Problem set -
a) Answer these three questions using the text on Ezzell's Appalachia class, one answer per line and each marked like its question:
(i) From which city and country did Urias's family move to Tennessee?
(ii) What did students crowdfund in 2014 for the Copper Basin Learning Center?
(iii) Through which state parks system initiative is Peeler continuing the work done at Pickett?
b) List every person whom the text on Ezzell's Appalachia class names with both a first and a last name.
c) Extend the text on Ezzell's Appalachia class by a few paragraphs, picking up after its final sentence.

Source text Start Marker

Peeler has served as a guest speaker for Ezzell’s class since graduating. She is continuing the work done at Pickett through her role with the state parks system’s Go Green With Us initiative.

Maria Urias

​Urias, whose family moved to Tennessee from Curitiba, Brazil, is planning to focus her Baker Scholars thesis on how COVID-19 is affecting economically distressed communities in Appalachian Tennessee. She decided on the topic after just two weeks in Ezzell’s class: “I may not have been born in Appalachia,” she says, “but I was molded by it.”

The energy and commitment of the students always impressed James Talley, City Council member and former mayor of Ducktown in rural Polk County, Tennessee.

“You don’t see a lot of universities running these types of programs for community development in the region,” Talley says.

In 2014, students successfully crowdfunded a 3D printer for the Copper Basin Learning Center in Talley’s county as part of a project evaluating the suitability of crowdfunding for supporting rural Appalachian communities.

“You can tell it flows from the top,” he says. “Tim’s instilled that in them.”

A place for passion and ideas

Student Noah Ankar with Henry Beckman, a Loretto, Tennessee craftsman, in his home.

Source text End Marker
Provided information Start Marker

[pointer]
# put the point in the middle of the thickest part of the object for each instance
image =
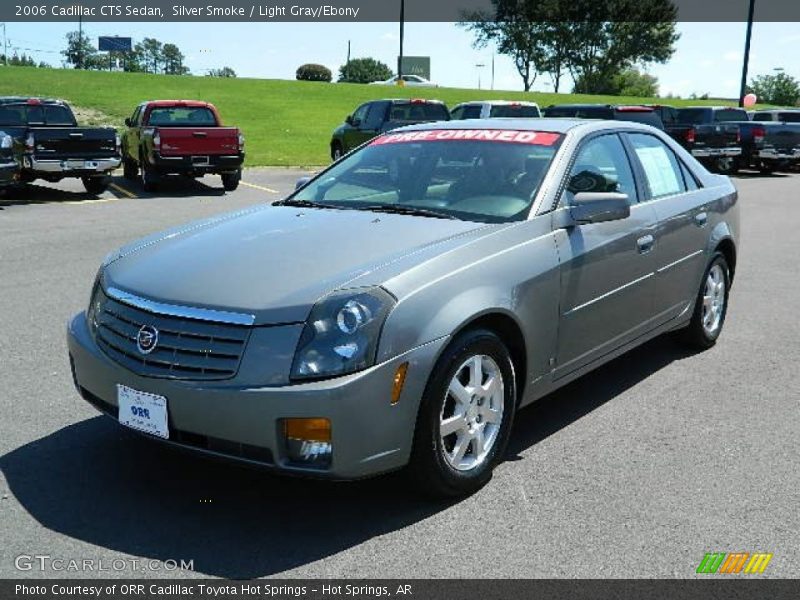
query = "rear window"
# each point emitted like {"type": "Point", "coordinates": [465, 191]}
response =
{"type": "Point", "coordinates": [54, 115]}
{"type": "Point", "coordinates": [514, 110]}
{"type": "Point", "coordinates": [182, 117]}
{"type": "Point", "coordinates": [418, 112]}
{"type": "Point", "coordinates": [732, 114]}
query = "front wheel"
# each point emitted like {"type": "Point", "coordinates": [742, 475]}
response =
{"type": "Point", "coordinates": [711, 305]}
{"type": "Point", "coordinates": [96, 185]}
{"type": "Point", "coordinates": [465, 417]}
{"type": "Point", "coordinates": [230, 181]}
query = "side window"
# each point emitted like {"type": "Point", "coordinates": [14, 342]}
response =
{"type": "Point", "coordinates": [661, 168]}
{"type": "Point", "coordinates": [375, 115]}
{"type": "Point", "coordinates": [360, 114]}
{"type": "Point", "coordinates": [602, 165]}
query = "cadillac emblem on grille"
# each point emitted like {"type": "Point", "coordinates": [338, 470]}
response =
{"type": "Point", "coordinates": [147, 339]}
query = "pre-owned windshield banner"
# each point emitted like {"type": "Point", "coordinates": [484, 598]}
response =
{"type": "Point", "coordinates": [389, 10]}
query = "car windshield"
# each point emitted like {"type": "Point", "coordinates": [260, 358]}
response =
{"type": "Point", "coordinates": [514, 110]}
{"type": "Point", "coordinates": [182, 117]}
{"type": "Point", "coordinates": [473, 175]}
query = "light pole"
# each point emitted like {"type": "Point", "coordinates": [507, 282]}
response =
{"type": "Point", "coordinates": [743, 88]}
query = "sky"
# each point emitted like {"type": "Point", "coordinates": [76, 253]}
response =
{"type": "Point", "coordinates": [707, 58]}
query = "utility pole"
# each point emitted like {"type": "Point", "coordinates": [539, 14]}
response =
{"type": "Point", "coordinates": [402, 33]}
{"type": "Point", "coordinates": [743, 88]}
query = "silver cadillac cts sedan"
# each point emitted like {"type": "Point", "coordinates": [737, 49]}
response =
{"type": "Point", "coordinates": [398, 309]}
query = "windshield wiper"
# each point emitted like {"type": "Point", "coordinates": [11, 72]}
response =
{"type": "Point", "coordinates": [406, 210]}
{"type": "Point", "coordinates": [304, 204]}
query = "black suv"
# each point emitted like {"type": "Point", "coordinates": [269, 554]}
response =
{"type": "Point", "coordinates": [614, 112]}
{"type": "Point", "coordinates": [373, 118]}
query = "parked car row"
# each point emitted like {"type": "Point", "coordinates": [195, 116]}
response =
{"type": "Point", "coordinates": [725, 139]}
{"type": "Point", "coordinates": [40, 139]}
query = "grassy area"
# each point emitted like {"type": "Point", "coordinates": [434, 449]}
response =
{"type": "Point", "coordinates": [285, 122]}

Provided information End Marker

Answers in order -
a)
(i) Curitiba, Brazil
(ii) A 3D printer
(iii) Go Green With Us

b)
Maria Urias
James Talley
Noah Ankar
Henry Beckman

c)
Every year, students present their class projects to the Appalachian Regional Commission as part of a symposium held in Washington, DC. Ezzell is known for wearing a UT orange blazer and matching shoes to the event.

“The passion’s very clear,” Wood says. “Who else wears that much orange?”

Due to COVID-19 restrictions, this year students from all participating universities will present online November 13 and 14. Ezzell’s class is hoping to have its wastewater results by then.

Students added two other elements to their work in Loretto. They are exploring the potential for a telehealth kiosk for residents to get basic services without risking virus exposure. With a $5,000 grant provided by the Appalachian Regional Commission, they also hope to create an outdoor study space beside the city’s public library, a project that is likely to happen in the spring.

Kostas Skordas, director of research and evaluation for the ARC, has worked with Ezzell and his students since 2002.

Garland, R.T. McBride, and Ankar outside Corner Coffee Shop in Loretto, Tennessee.

“From the beginning, Tim’s work has been in rural economically distressed communities,” says Skordas. “In addition to teaching students vital skills, he’s building capacity at the local level. It’s a consistent theme of his work.”

The ARC also partners with Ezzell for the Appalachian Leadership Institute, which welcomed 40 new fellows from 13 states last month for its nine-month program. In 2017, the commission awarded Ezzell and researchers in UT’s Department of Retail, Hospitality, and Tourism Management a $200,000 grant to study tourism and business development in the region. It is the largest and most comprehensive study of tourism ever conducted by the commission, with results expected to be published before the end of 2020.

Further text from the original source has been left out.